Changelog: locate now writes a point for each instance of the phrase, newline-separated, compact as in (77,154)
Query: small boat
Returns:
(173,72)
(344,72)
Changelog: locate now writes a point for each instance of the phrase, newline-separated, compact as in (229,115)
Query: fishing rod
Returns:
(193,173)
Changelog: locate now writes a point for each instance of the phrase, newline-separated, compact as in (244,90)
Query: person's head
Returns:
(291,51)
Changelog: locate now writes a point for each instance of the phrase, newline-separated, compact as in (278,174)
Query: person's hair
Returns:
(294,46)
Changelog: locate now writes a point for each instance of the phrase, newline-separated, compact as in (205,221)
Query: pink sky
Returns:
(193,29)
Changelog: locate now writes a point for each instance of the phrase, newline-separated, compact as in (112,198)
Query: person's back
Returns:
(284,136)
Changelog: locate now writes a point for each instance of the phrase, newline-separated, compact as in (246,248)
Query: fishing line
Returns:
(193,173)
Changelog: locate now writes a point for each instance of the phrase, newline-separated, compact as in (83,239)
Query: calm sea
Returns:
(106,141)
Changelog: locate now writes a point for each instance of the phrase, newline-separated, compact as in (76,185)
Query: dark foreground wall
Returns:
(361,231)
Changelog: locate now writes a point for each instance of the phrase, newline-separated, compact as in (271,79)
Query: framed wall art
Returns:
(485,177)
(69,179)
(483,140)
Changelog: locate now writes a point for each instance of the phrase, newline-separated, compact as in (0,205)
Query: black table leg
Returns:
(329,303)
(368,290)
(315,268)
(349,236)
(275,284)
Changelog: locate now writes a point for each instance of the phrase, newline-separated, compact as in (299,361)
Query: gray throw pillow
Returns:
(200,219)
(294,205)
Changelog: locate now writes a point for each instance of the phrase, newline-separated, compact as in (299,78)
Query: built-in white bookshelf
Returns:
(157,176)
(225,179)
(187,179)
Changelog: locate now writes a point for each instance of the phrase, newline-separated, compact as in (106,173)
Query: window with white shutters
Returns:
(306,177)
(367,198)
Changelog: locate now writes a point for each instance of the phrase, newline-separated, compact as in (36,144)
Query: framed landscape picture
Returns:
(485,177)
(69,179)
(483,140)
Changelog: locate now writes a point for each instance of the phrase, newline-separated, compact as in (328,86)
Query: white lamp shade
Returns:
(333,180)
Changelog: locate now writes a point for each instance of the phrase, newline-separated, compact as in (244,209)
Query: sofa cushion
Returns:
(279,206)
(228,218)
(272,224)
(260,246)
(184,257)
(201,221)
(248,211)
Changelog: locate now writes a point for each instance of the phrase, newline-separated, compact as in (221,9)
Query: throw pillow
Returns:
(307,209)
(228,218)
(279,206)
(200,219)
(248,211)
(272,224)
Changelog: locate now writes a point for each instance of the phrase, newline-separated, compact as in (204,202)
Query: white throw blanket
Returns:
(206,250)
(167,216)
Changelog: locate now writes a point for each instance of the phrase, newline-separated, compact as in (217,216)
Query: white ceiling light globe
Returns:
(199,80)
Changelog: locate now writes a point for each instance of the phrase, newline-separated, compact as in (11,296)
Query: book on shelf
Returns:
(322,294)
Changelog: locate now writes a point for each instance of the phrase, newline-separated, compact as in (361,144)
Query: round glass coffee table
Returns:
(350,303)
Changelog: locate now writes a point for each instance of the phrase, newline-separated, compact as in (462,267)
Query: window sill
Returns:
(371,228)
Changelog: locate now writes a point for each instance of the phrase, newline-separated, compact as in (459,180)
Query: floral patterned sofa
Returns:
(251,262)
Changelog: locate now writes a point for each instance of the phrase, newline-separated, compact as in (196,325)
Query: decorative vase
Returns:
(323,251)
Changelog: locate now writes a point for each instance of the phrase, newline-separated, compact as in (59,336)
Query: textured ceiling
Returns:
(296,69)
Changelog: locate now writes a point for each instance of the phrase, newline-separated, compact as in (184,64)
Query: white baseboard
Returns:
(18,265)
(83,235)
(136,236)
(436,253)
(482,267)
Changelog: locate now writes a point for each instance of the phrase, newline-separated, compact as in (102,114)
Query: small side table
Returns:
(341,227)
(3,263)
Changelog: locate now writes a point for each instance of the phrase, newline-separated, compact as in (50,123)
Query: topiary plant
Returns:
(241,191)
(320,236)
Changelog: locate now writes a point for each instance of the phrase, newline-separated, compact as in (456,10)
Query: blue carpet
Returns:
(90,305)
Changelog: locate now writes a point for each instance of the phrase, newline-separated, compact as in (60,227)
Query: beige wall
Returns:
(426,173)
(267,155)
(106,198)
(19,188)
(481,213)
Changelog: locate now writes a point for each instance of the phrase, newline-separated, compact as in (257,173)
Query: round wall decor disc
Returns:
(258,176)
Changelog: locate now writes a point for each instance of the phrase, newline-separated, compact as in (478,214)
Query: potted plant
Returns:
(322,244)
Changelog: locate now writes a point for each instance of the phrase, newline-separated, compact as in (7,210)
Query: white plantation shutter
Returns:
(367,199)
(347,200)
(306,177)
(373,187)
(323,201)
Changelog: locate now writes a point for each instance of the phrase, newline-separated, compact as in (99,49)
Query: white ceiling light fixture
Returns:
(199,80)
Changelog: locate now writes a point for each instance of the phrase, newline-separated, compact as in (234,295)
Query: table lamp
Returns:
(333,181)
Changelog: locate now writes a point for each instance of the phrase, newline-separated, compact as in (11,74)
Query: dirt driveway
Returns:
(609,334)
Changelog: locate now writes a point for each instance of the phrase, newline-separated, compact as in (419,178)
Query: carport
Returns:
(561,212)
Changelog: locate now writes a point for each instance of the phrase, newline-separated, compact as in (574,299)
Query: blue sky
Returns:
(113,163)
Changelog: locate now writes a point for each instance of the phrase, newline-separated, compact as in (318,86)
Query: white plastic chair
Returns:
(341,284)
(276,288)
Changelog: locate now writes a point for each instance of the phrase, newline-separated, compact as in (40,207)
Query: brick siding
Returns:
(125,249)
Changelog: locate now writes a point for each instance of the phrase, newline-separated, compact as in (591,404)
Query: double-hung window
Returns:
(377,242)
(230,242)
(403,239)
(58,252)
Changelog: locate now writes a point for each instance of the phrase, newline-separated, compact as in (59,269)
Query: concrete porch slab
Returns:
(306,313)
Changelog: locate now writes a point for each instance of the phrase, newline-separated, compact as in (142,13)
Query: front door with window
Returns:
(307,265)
────────────────────
*WORK TO DO:*
Reproduce every one of the lines above verbatim, from the first through the last.

*TASK SOLUTION:*
Changelog: locate now writes a point for each instance of the phrase, newline-separated, compact as in (77,154)
Query: small boat
Returns:
(173,72)
(344,72)
Changelog: locate now writes a point for each instance of the phrase, newline-separated, compact as in (229,115)
Query: fishing rod
Returns:
(193,173)
Changelog: locate now writes a point for each instance of the phrase, newline-separated, compact as in (244,90)
Query: person's head
Returns:
(291,51)
Changelog: locate now writes a point for each instance of the phrase, newline-separated, compact as in (278,174)
Query: person's hair
Returns:
(294,46)
Changelog: locate now writes a point for each instance of the phrase, newline-separated, compact as in (205,221)
Query: pink sky
Returns:
(193,29)
Changelog: locate now writes a point for each instance of the phrase, newline-separated, compact as in (112,198)
Query: person's back
Returns:
(284,136)
Changelog: locate now writes a point for each instance of the phrase, newline-separated, compact as in (246,248)
Query: fishing line
Returns:
(193,173)
Changelog: locate now writes a point for each instance of the phrase, newline-separated, compact as in (83,239)
Query: calm sea
Returns:
(106,141)
Changelog: locate now writes a point for each instance of the phrase, newline-separated, compact as in (76,185)
Query: dark foreground wall
Returns:
(361,231)
Changelog: locate now writes a point for each instance of the phrase, newline-separated, compact as in (271,79)
Query: framed wall art
Returns:
(485,177)
(69,179)
(483,140)
Changelog: locate now writes a point for each instance of the phrase, newline-separated, compact as in (0,205)
Query: black table leg
Returns:
(329,303)
(368,290)
(315,268)
(349,236)
(275,284)
Changelog: locate now writes a point for each instance of the phrase, newline-separated, compact as in (299,361)
Query: gray throw pillow
Returns:
(200,219)
(294,205)
Changelog: locate now writes a point for each instance of the phrase, newline-separated, compact as in (299,78)
Query: built-in white bookshelf
Returns:
(157,176)
(225,179)
(187,179)
Changelog: locate now writes a point for each instance of the phrase, newline-separated, compact as in (106,173)
Query: window with white shutters
Returns:
(306,177)
(367,198)
Changelog: locate now writes a point for each instance of the phrase, newline-separated, compact as in (36,144)
Query: framed landscape picture
Returns:
(485,177)
(69,179)
(483,140)
Changelog: locate now writes a point for each instance of the phrase, newline-separated, compact as in (328,86)
Query: white lamp shade
Returns:
(333,180)
Changelog: locate now writes a point for each instance of the phrase, newline-separated, compact as in (244,209)
Query: sofa cushion
Returns:
(279,206)
(228,218)
(272,224)
(260,246)
(184,257)
(201,221)
(248,211)
Changelog: locate now writes a point for each instance of the phrase, newline-separated, compact as in (221,9)
Query: throw pillow
Returns:
(307,209)
(228,218)
(279,206)
(200,219)
(248,211)
(272,224)
Changelog: locate now writes a point for each instance of the phrase, newline-separated, compact as in (204,202)
Query: white throw blanket
Returns:
(206,250)
(167,216)
Changelog: locate now writes a point for each instance of the phrase, newline-separated, compact as in (217,216)
Query: white ceiling light globe
Returns:
(199,80)
Changelog: locate now writes a point for each instance of the phrase, newline-separated, compact as in (11,296)
Query: book on shelf
Returns:
(322,294)
Changelog: locate now writes a point for each instance of the phrase, newline-separated, compact as in (361,144)
Query: round glass coffee table
Returns:
(350,303)
Changelog: locate now writes a point for each instance of the phrase, newline-separated, compact as in (462,267)
Query: window sill
Returns:
(371,228)
Changelog: locate now writes a point for each instance of the phrase, newline-separated, compact as in (459,180)
Query: floral patterned sofa
Returns:
(251,262)
Changelog: locate now writes a point for each instance of the phrase, newline-separated, compact as in (196,325)
Query: decorative vase
Returns:
(323,251)
Changelog: locate now writes a point for each instance of the phrase, newline-separated, compact as in (59,336)
Query: textured ceiling
Returns:
(296,69)
Changelog: locate now writes a point for each instance of the phrase, newline-separated, compact as in (184,64)
Query: white baseboard
Returns:
(18,265)
(83,235)
(136,236)
(436,253)
(482,267)
Changelog: locate now writes a point for each instance of the phrase, newline-separated, compact as in (102,114)
Query: small side table
Returns:
(341,227)
(3,263)
Changelog: locate now writes a point for each instance of the phrase, newline-separated, compact as in (50,123)
Query: topiary plant
Returns:
(241,191)
(320,236)
Changelog: locate now writes a point for each instance of the phrase, newline-separated, compact as in (456,10)
Query: blue carpet
Returns:
(90,305)
Changelog: locate now writes a point for each instance of the phrase, newline-separated, compact as in (60,227)
Query: beige wall
Returns:
(426,173)
(267,155)
(106,198)
(19,188)
(481,213)
Changelog: locate now writes a point for each instance of the phrase, newline-separated, compact as in (257,173)
Query: round wall decor disc
Returns:
(258,176)
Changelog: locate now writes a point for each instance of the phrase, newline-separated, compact as in (478,214)
Query: potted plant
Returns:
(322,244)
Changelog: locate now writes a point for each instance of the phrase, newline-separated, compact as in (7,210)
Query: white plantation shutter
Returns:
(367,199)
(347,200)
(306,177)
(373,187)
(323,201)
Changelog: locate now writes a point for each instance of the phrase, newline-separated, compact as in (99,49)
Query: white ceiling light fixture
Returns:
(199,80)
Changelog: locate now writes a point for each instance of the phrase, newline-separated, compact as in (234,295)
Query: table lamp
Returns:
(333,181)
Changelog: locate now writes a point for each instance of the phrase, newline-separated, compact as in (11,74)
Query: dirt driveway
Returns:
(609,334)
Changelog: locate now writes a point for each instance of the phrase, newline-separated, compact as in (419,178)
Query: carport
Returns:
(561,212)
Changelog: locate now writes a point for each instance of the phrase, newline-separated, compact as in (574,299)
Query: blue sky
Returns:
(113,163)
Changelog: locate now writes a point for each instance of the phrase, newline-separated, compact as in (318,86)
Query: white plastic chair
Returns:
(341,284)
(276,288)
Changelog: locate now writes a point for each instance of the phrase, newline-separated, compact as in (40,207)
Query: brick siding
Returns:
(125,249)
Changelog: locate now writes a point for each instance of the phrase, newline-separated, compact as in (591,404)
Query: double-hung window
Returns:
(377,242)
(230,242)
(403,239)
(58,252)
Changelog: locate now writes a point for each instance of the phrase, newline-separated, compact as in (59,269)
Query: concrete porch slab
Returns:
(306,313)
Changelog: locate now writes a point for each instance of the phrase, newline-separated, compact as in (142,13)
Query: front door with window
Returns:
(307,265)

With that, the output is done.